===== Input rows =====

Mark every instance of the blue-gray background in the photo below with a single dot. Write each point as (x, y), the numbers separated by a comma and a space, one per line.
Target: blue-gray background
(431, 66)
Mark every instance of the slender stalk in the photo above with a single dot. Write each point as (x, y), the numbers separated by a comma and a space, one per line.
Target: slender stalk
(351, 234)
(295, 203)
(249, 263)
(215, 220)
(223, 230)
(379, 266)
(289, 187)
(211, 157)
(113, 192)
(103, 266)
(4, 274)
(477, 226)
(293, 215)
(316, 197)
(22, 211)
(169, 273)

=====

All of the material above needs to be retyped word for word.

Mark every instance of the blue-gray background in the photo below with a single dot. Write each point as (x, y), the numbers separated by a comma and a space, one per line.
Target: blue-gray background
(431, 66)
Mark every instance of the slender stalk in the photo above with a single dot. Write each point as (x, y), the numbers separated by a comma and a space, one per line.
Target: slender stalk
(351, 234)
(295, 203)
(249, 263)
(215, 220)
(223, 230)
(379, 266)
(289, 187)
(211, 157)
(113, 192)
(103, 266)
(4, 274)
(477, 226)
(293, 215)
(316, 197)
(22, 211)
(169, 273)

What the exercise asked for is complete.